━━━ SOURCE

The new system of government counted three-fifths of slaves for purposes of representation and taxation; required the return of fugitive slaves; and, most directly of all, prohibited any regulation of the Atlantic slave trade by the federal government until January 1, 1808. Southern planters, especially in Georgia and South Carolina, had lost tens of thousands of slaves during the Revolution. They insisted upon a chance to rebuild their stock of slaves through the direct African slave trade. Twenty years was the compromise with regard to how long direct trade would be allowed; most delegates assumed that after twenty years, the international slave trade would end. Delegates, however, also generally agreed that the new Constitution gave the federal government no power to regulate or control slavery in the states. This fit the federalist conception of the new government; it had power over international commerce, including the slave trade, but no power over domestic institutions within the states themselves. In a seemingly unconnected area, the Constitution also gave the federal judiciary control of “all Cases of admiralty and maritime Jurisdiction.” Federal courts, not state courts, would enforce any future federal laws respecting the seaborne slave trade.

━━━━━━
━━━ PROVIDED ENTRIES

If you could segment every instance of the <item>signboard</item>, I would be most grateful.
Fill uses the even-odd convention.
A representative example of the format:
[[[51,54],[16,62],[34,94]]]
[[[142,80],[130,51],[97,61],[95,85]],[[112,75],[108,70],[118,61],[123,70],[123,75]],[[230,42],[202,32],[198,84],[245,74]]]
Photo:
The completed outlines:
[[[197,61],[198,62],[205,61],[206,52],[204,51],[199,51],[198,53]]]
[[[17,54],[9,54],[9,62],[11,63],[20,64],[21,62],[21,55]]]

━━━━━━

▶ **WRITTEN INSTRUCTION A**:
Duplicate the records from their first line through the line containing "[[[51,54],[16,62],[34,94]]]", including both of those lines.
▶ **WRITTEN INSTRUCTION B**:
Pick up the passage on the Constitution and the Atlantic slave trade where it ends, and write what comes next.

▶ **ANSWER A**:
If you could segment every instance of the <item>signboard</item>, I would be most grateful.
Fill uses the even-odd convention.
A representative example of the format:
[[[51,54],[16,62],[34,94]]]

▶ **ANSWER B**:
Americans of the Revolutionary generation were torn by the issue of slavery. While many decried it, slavery seemed inescapably integrated into American society. Thomas Jefferson explained this terrible dilemma in a letter to John Holmes in April of 1820, writing, “but, as it is, we have the wolf by the ear, and we can neither hold him, nor safely let him go.” Several states adopted plans for emancipation, but these were very gradual plans lasting decades, and were adopted in states where slavery was not central to the economy. There were others, however, who saw slavery not just as the cost of union but as a force maintaining union. Following this line of reasoning, in the Antelope case John Macpherson Berrien argued before the Supreme Court concerning slaves:

The principle by which you continue to enjoy them, is protected by that constitution, forms a basis for your representatives, is infused into your laws, and mingles itself with all the sources of authority. . . . Paradoxical as it may appear, they [slaves] constitute the very bond of your union. The shield of your constitution protects them from your touch.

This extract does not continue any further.